■ **TASK 1**
In the article about the baseball organization for people with autism, list the kinds of people the organization is looking for in Yakima, as named in the sentence beginning "An inclusive baseball organization."
■ **TASK 2**
Write the next part of the article about the baseball organization for people with autism, starting right after its last sentence.

Baseball organization for people with autism looks to establish league in Yakima
An inclusive baseball organization is looking for players, coaches and volunteers in Yakima to establish a baseball league to people with autism and special needs.
Due to COVID-19, the league won’t start until spring of 2021 but Director Taylor Duncan for the Alternative Baseball Organization told KAPP-KVEW they can use the extra time to create the league.
“It takes quite a while to get a team together because of the niche demographic that we serve,” Duncan said, “So why not go ahead and get started today?”
The organization will wait for coaches and managers to be hired before deciding on where games and practices will be help. a contract will be signed and a local program will be established once those positions are filled.
The organization is only 4 years old but has quickly spread across the US after starting in the greater Atlanta, Georgia area. After getting recognized on national television through the TODAY show and ESPN Baseball, people across the country contacted Duncan about establishing more teams for people with autism.
“When I first started , it was more about raising awareness and acceptance for autism locally,” Duncan said, “But as time went on, we realized that just like where I grew up, there’s just such a shortage of services, especially for those who graduate out of high school, because there’s this age cap on eligibility for services. To make matters worse, for those like myself on a certain segment of the autism spectrum, we don’t have those opportunities to be able to participate in what may be out there because we score too high on a test.”
Duncan credits his mother’s help and guidance for much of his success.
“I’m grateful for all my teachers and mentors and coaches who helped me through the years gets where I am today. And the players who participate in our programs, the parents who bring the players to the practices. Volunteers, coaches, managers and even umpires who helps us out, we’re truly grateful for because without the support of really the entire country, we wouldn’t be where we’re at today.”
The Alternative Baseball Organization follows Major League Baseball rules including wooded bats, base stealing and dropped third strike. The only difference is the organization uses a larger, softer baseball than what is used in MLB.
In a statement, the organization is described as “a true typical team experience for others on the autism spectrum and special needs to help develop social skills for later in life.”
Clubs are set up in multiple US cities including in Greater Atlanta, Greater Charlotte, Greater San Antonio, Greater Huntsville, Chattanooga, Jersey City, Colorado Springs, Phoenix, Upstate South Carolina and Macon. The organization was also recently commemorated as a Community Hero at an Atlanta Braves game.
“We want to make sure everyone has the same opportunity to play traditional baseball,” Duncan said, “The game of baseball gives everyone an equal opportunity to be able to contribute on a team setting, whether it’s hitting down a lineup of players or whether they’re in the field, everyone has an equal probability of being the one who makes the certain play and everyone pretty much gets their fair share of playing time. We’re able to really use this to reinforce lessons that they can take with them in life off the diamond as well.”
Duncan says playing baseball gives people with autism opportunities they would possibly not otherwise have.
“[They learn] how to work together as a team, they learn the team chemistry skills, whether it’s somebody who played years and years of competitive ball, but didn’t have the opportunity to continue playing or whether it’s those that are anxious about moving away from their usual daily routine and incorporating baseball for the first time as part of the routine and actually loving and enjoying the game for the first time.”

[Point location data]
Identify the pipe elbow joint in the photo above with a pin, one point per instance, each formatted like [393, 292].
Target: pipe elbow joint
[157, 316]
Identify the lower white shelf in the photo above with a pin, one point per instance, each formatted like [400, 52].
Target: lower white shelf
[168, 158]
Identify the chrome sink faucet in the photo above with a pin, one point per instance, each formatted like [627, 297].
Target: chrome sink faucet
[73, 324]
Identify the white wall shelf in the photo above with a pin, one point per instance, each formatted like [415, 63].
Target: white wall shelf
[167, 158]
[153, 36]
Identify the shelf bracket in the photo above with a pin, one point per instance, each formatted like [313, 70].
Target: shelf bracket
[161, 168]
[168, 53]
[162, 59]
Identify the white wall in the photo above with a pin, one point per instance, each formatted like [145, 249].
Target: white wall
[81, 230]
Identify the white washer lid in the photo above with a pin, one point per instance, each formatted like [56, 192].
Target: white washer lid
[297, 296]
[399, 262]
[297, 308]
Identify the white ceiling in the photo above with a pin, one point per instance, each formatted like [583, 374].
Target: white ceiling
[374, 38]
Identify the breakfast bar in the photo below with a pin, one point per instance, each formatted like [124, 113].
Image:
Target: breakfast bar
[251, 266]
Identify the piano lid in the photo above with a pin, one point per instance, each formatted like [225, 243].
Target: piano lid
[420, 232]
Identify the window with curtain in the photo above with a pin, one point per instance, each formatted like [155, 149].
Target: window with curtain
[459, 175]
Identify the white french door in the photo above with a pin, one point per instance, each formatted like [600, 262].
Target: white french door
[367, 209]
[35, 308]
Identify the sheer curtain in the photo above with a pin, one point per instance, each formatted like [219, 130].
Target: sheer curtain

■ **RESPONSE AREA 1**
- Players
- Coaches
- Volunteers

■ **RESPONSE AREA 2**
He said the bonds created among teammates is also incredibly strong due to their similar life experiences.
“I was often denied opportunities to play on rec teams growing up because when I was diagnosed myself I had a lot of developmental delays,” Duncan said, “My mother helped me through a lot of obstacles, but I faced perceptions and negative stigmas from coaches and peers of what one with autism can and cannot accomplish. I was often precluded from having those same opportunities. Basically, there were those that were only in it to win. I did have a coach that was in it for the fun of the game though that would teach us the lessons, basically through the experience of what it’s like to win together, what it’s like to lose together, how to get back up when you fall and stuff like that.”
Duncan said the organization is inclusive to people across the spectrum and with any type of disability or special need. The group does have an age requirement though: 15-years-old.
“Usually if you have developmental delays and really maturity-wise you’re behind, we’ve noticed that when they are younger, they’re not really developmentally ready for the experience yet,” Duncan said, “That’s why we moved it to 15. We did try down to 13, but now we had to move back to 15 because we just didn’t have much success in that age bracket. I mean, it was just such a wide range of basically a wide spectrum of maturity levels. What we’re setting out to do is provide more opportunities for those who are ready for that next step up toward the more competitive experience, but at the same time, have that experience really tailored to their individual skill levels and it’s really much more an instructional experience, so to speak. There’s a lot more practices than games.”
Duncan hopes players and anyone involved in the Alternative Baseball Organization will learn something about themselves, including that they aren’t limited in their achievements due to their condition or disability. Instead, they can reach further than they have before to accomplish their greatest goals. Duncan said some players have decided to start driving cars or change up their routines because of playing baseball.
“All because they’ve been given the support they need and they were told, yes, you are more than capable.”